---- DATA FOR THE TASK

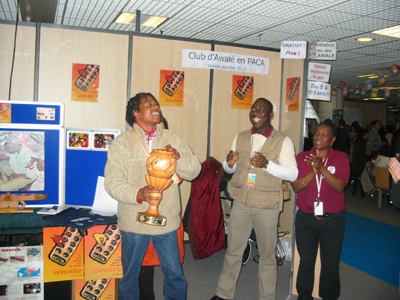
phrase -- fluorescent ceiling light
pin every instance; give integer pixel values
(371, 76)
(125, 18)
(146, 20)
(364, 39)
(391, 31)
(154, 21)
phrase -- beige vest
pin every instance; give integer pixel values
(267, 192)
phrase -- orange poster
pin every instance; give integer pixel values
(242, 91)
(85, 82)
(292, 93)
(171, 88)
(63, 254)
(5, 113)
(103, 252)
(101, 289)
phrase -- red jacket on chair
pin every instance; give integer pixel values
(205, 224)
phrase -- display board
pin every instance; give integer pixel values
(32, 150)
(86, 157)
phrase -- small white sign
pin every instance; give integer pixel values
(319, 72)
(319, 91)
(224, 61)
(291, 49)
(322, 51)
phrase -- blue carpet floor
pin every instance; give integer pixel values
(372, 247)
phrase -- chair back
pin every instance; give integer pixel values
(382, 178)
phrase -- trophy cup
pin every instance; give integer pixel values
(161, 166)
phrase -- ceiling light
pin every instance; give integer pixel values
(125, 18)
(153, 21)
(391, 31)
(371, 76)
(364, 39)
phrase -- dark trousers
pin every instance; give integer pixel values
(146, 283)
(328, 233)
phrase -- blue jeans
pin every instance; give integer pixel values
(134, 247)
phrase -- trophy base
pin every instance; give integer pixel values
(151, 220)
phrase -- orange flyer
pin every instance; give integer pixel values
(171, 88)
(103, 252)
(242, 91)
(85, 82)
(63, 254)
(101, 289)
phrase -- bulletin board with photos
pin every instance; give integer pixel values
(32, 147)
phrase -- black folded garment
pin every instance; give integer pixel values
(79, 219)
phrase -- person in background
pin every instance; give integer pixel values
(394, 169)
(125, 181)
(359, 155)
(342, 142)
(260, 158)
(382, 159)
(374, 141)
(323, 174)
(389, 134)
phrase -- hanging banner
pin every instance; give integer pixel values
(322, 51)
(85, 82)
(224, 61)
(319, 72)
(318, 91)
(171, 88)
(294, 49)
(292, 94)
(310, 112)
(242, 91)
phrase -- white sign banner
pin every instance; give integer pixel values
(224, 61)
(319, 72)
(323, 51)
(310, 112)
(319, 91)
(294, 50)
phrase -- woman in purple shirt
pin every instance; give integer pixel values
(323, 175)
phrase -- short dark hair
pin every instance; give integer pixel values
(331, 127)
(373, 123)
(342, 122)
(133, 105)
(268, 102)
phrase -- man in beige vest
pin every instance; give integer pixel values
(260, 159)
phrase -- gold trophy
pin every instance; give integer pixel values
(161, 166)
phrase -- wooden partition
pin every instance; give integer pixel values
(60, 49)
(23, 67)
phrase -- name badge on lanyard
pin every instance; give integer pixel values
(318, 204)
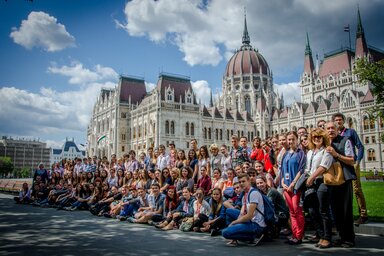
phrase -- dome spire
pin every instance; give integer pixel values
(308, 50)
(246, 40)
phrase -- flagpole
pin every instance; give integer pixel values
(349, 33)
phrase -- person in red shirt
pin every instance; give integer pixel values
(205, 182)
(257, 153)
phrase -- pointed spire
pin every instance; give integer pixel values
(308, 50)
(360, 29)
(246, 40)
(308, 60)
(211, 100)
(361, 43)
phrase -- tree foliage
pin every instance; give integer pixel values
(373, 73)
(6, 165)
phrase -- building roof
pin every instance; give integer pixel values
(336, 62)
(180, 85)
(132, 87)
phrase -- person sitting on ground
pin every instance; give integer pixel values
(183, 210)
(170, 204)
(250, 222)
(281, 208)
(259, 167)
(204, 182)
(156, 206)
(216, 220)
(117, 205)
(130, 205)
(185, 180)
(201, 210)
(24, 195)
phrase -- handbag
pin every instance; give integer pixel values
(186, 224)
(301, 182)
(334, 176)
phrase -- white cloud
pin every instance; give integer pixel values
(290, 91)
(202, 91)
(53, 113)
(208, 34)
(149, 86)
(79, 75)
(42, 30)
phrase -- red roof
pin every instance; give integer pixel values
(177, 83)
(335, 63)
(132, 87)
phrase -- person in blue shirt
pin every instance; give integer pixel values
(339, 120)
(292, 167)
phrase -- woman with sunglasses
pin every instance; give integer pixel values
(318, 161)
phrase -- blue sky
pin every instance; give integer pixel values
(56, 55)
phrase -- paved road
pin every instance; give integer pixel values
(28, 230)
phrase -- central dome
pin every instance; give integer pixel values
(247, 60)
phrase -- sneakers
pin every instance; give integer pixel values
(121, 218)
(131, 220)
(215, 232)
(361, 220)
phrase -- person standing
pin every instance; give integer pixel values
(250, 222)
(339, 120)
(292, 167)
(341, 196)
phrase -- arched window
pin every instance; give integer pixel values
(167, 127)
(372, 124)
(172, 127)
(371, 155)
(187, 129)
(365, 123)
(192, 129)
(247, 101)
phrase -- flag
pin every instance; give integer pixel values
(101, 138)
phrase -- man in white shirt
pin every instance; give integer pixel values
(250, 222)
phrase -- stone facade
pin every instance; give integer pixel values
(127, 117)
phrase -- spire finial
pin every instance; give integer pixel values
(211, 100)
(360, 29)
(246, 40)
(308, 50)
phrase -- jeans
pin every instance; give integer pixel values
(359, 193)
(247, 231)
(296, 214)
(231, 214)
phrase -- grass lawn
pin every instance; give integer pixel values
(374, 193)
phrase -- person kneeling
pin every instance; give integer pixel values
(250, 223)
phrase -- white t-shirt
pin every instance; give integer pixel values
(255, 197)
(316, 158)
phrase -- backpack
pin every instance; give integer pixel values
(271, 230)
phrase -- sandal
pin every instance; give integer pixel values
(347, 244)
(232, 243)
(325, 244)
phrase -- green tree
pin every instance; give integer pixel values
(373, 73)
(6, 165)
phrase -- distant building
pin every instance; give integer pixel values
(25, 153)
(69, 150)
(127, 117)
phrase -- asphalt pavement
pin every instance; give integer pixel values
(29, 230)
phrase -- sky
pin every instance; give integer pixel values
(57, 55)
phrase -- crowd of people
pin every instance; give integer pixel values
(221, 190)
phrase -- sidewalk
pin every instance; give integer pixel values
(371, 228)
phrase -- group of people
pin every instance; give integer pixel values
(220, 190)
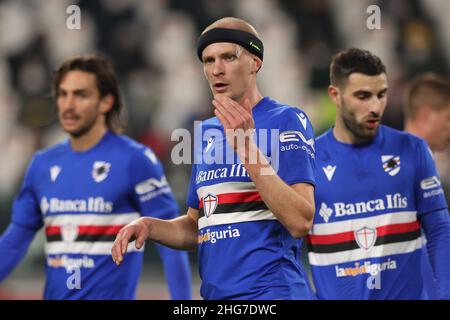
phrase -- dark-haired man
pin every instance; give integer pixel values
(427, 115)
(376, 187)
(85, 189)
(244, 216)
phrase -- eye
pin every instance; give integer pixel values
(363, 96)
(231, 57)
(208, 61)
(60, 94)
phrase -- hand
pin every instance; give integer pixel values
(237, 121)
(138, 229)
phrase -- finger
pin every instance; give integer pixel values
(247, 105)
(225, 123)
(116, 252)
(231, 119)
(124, 244)
(140, 241)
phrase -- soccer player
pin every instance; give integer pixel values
(375, 188)
(427, 115)
(427, 110)
(244, 216)
(85, 189)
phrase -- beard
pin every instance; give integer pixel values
(84, 127)
(357, 128)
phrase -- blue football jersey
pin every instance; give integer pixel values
(366, 239)
(83, 199)
(244, 252)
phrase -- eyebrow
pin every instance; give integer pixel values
(222, 55)
(366, 92)
(76, 91)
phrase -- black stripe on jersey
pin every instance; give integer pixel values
(237, 207)
(85, 237)
(350, 245)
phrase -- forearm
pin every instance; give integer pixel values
(180, 233)
(291, 208)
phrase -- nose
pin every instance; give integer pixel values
(66, 102)
(377, 106)
(218, 68)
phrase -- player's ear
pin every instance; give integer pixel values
(256, 64)
(333, 92)
(106, 103)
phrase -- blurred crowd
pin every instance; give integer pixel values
(152, 43)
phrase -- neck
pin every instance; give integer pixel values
(343, 134)
(89, 139)
(254, 96)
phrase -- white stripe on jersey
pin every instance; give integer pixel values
(99, 247)
(357, 223)
(235, 217)
(326, 259)
(91, 219)
(226, 187)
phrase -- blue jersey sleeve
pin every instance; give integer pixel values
(151, 191)
(296, 152)
(192, 197)
(177, 272)
(14, 244)
(429, 193)
(25, 209)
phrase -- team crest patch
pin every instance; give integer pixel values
(69, 232)
(391, 164)
(366, 237)
(100, 170)
(210, 204)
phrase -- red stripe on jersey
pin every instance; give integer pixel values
(350, 235)
(93, 230)
(398, 228)
(236, 197)
(50, 231)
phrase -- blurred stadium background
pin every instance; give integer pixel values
(152, 43)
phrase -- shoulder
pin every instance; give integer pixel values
(323, 138)
(52, 152)
(277, 108)
(212, 122)
(403, 138)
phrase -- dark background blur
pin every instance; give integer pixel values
(152, 43)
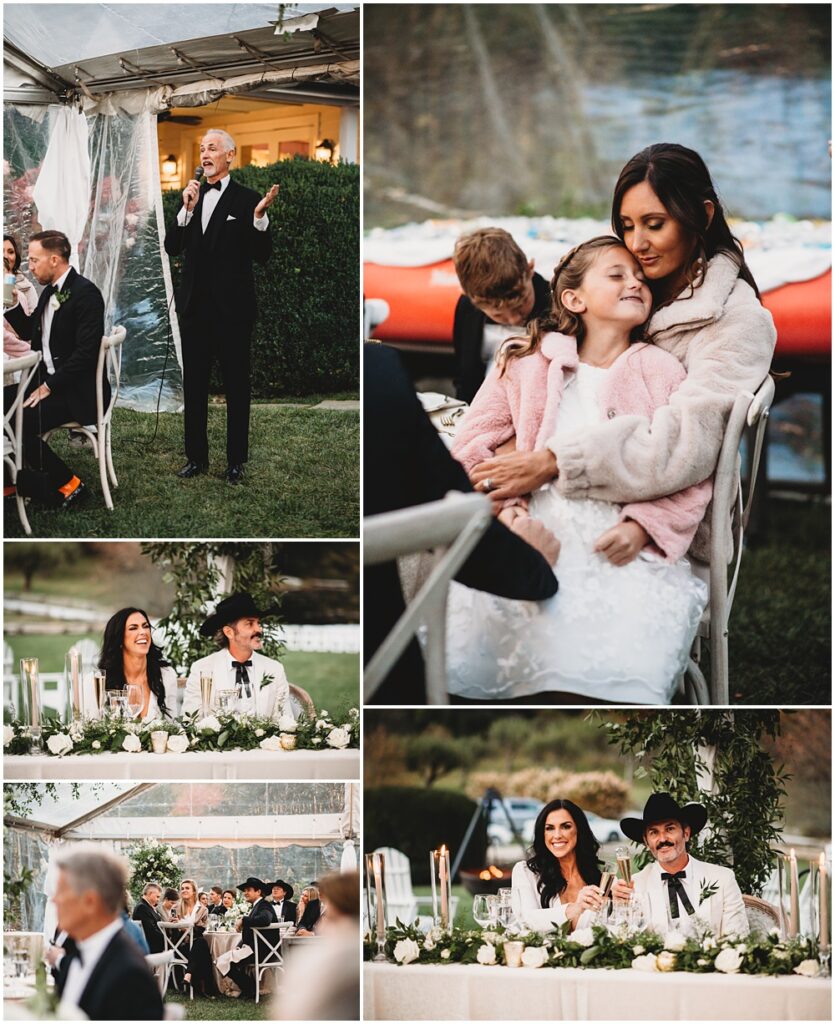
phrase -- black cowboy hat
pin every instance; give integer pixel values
(251, 883)
(662, 807)
(230, 610)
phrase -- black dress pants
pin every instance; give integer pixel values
(206, 337)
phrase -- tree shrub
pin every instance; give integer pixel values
(416, 820)
(306, 337)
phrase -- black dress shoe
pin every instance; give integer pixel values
(192, 469)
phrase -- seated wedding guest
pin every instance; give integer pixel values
(131, 658)
(149, 916)
(406, 463)
(309, 910)
(110, 973)
(502, 294)
(67, 327)
(282, 896)
(676, 885)
(199, 972)
(260, 914)
(239, 666)
(559, 882)
(322, 980)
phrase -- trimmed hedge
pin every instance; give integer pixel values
(306, 337)
(416, 820)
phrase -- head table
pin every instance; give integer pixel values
(325, 764)
(458, 991)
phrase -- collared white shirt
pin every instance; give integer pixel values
(91, 950)
(210, 201)
(46, 324)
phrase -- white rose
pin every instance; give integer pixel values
(177, 742)
(59, 743)
(534, 955)
(486, 954)
(407, 950)
(338, 738)
(674, 941)
(809, 969)
(728, 962)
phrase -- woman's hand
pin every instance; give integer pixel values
(621, 544)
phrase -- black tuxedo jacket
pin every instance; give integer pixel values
(467, 335)
(217, 265)
(148, 918)
(406, 463)
(121, 987)
(78, 326)
(262, 913)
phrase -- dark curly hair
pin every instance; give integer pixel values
(680, 179)
(545, 865)
(112, 657)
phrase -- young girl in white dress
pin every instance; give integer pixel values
(622, 623)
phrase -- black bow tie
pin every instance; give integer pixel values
(676, 893)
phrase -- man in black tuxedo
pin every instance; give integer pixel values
(107, 977)
(67, 327)
(147, 913)
(406, 463)
(282, 897)
(261, 914)
(219, 230)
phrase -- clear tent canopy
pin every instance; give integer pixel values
(83, 87)
(223, 832)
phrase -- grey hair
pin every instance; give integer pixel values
(103, 872)
(228, 141)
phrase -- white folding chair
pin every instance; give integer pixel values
(110, 361)
(267, 951)
(27, 366)
(455, 523)
(178, 940)
(752, 411)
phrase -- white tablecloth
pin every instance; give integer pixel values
(259, 765)
(474, 992)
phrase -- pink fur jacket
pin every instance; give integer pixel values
(525, 401)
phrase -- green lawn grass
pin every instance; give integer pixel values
(301, 480)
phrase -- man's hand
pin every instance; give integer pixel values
(266, 202)
(514, 475)
(37, 395)
(535, 532)
(621, 544)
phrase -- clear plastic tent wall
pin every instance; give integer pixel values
(120, 250)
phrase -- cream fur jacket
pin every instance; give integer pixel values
(525, 401)
(725, 340)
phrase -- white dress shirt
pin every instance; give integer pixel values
(210, 201)
(91, 950)
(46, 323)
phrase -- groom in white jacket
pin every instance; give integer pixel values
(677, 886)
(260, 682)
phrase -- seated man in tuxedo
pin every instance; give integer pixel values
(236, 625)
(67, 327)
(149, 916)
(282, 896)
(219, 230)
(676, 885)
(261, 914)
(109, 978)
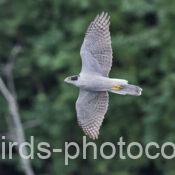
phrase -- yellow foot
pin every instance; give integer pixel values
(117, 87)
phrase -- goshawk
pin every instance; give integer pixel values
(93, 80)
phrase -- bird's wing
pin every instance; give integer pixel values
(96, 50)
(91, 108)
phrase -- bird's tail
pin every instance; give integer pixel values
(126, 89)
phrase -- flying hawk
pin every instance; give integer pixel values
(93, 80)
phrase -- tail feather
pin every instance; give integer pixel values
(127, 89)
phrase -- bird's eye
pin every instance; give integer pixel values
(74, 78)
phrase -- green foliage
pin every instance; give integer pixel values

--------

▸ **WORK REQUIRED**:
Copy everything from the line containing "phrase -- flying hawk" down to the end of the listing, requests included, and add 124 to every number in the pixel coordinates.

▸ **SOLUTION TO THE PROBLEM**:
phrase -- flying hawk
pin every instance; give integer pixel values
(217, 204)
phrase -- tail feather
pin every instance; give integer pixel values
(251, 213)
phrase -- bird's eye
pin every instance; give integer pixel values
(198, 202)
phrase -- green foliage
pin every instance; give integer pixel values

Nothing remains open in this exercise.